State how many lines in the records below contain the word "Target". Give only the number.

## Task data
┄┄┄┄┄┄┄┄┄┄┄┄┄┄┄┄┄┄┄┄
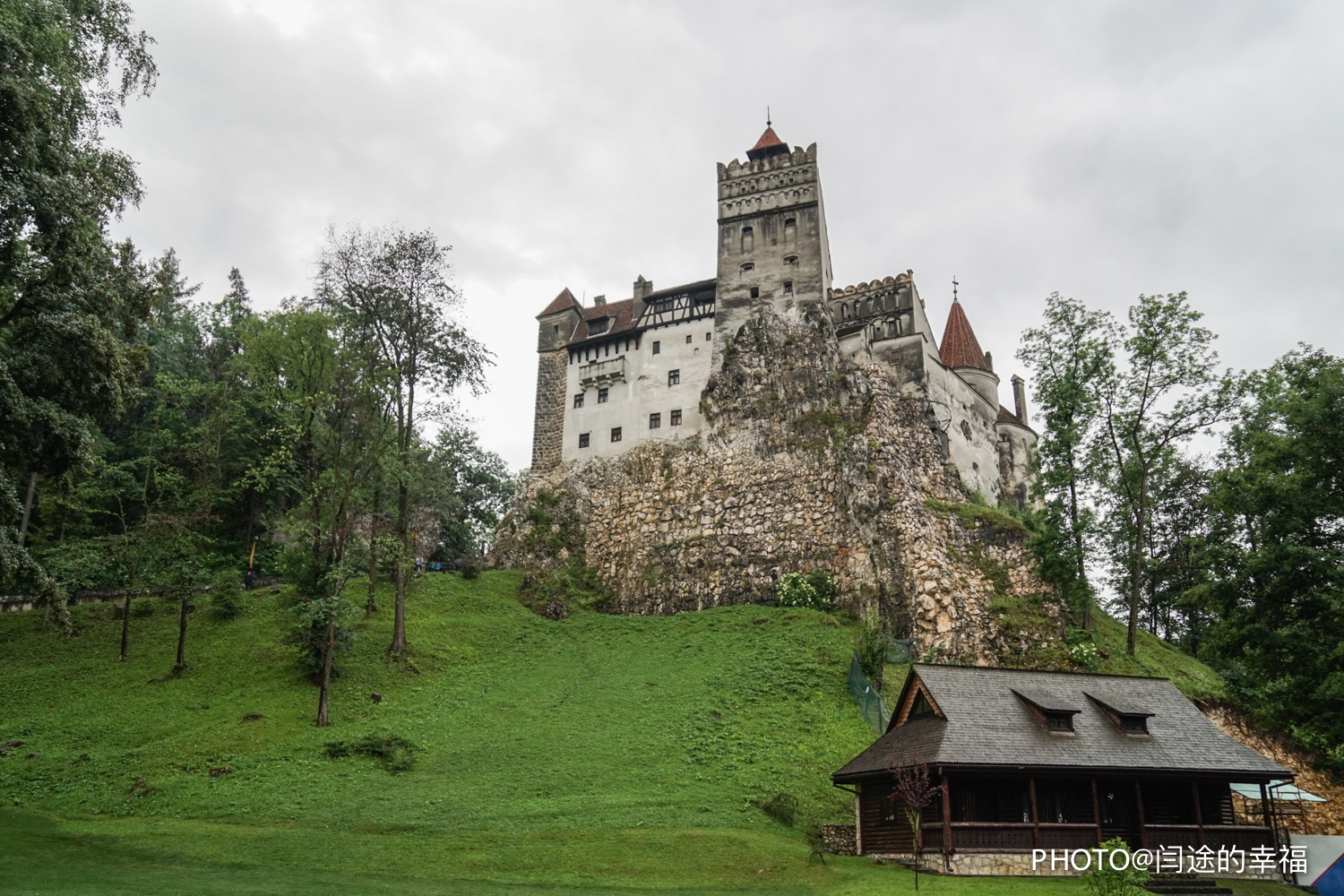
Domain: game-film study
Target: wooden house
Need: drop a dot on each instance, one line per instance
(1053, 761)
┄┄┄┄┄┄┄┄┄┄┄┄┄┄┄┄┄┄┄┄
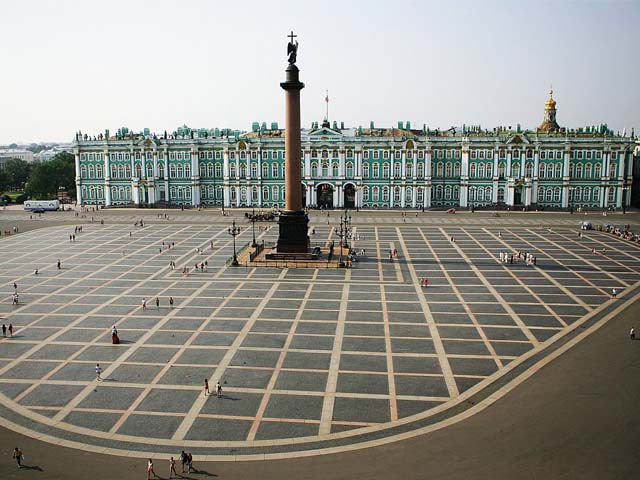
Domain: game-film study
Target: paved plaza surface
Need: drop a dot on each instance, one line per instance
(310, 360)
┄┄┄┄┄┄┄┄┄┄┄┄┄┄┄┄┄┄┄┄
## Complete answer
2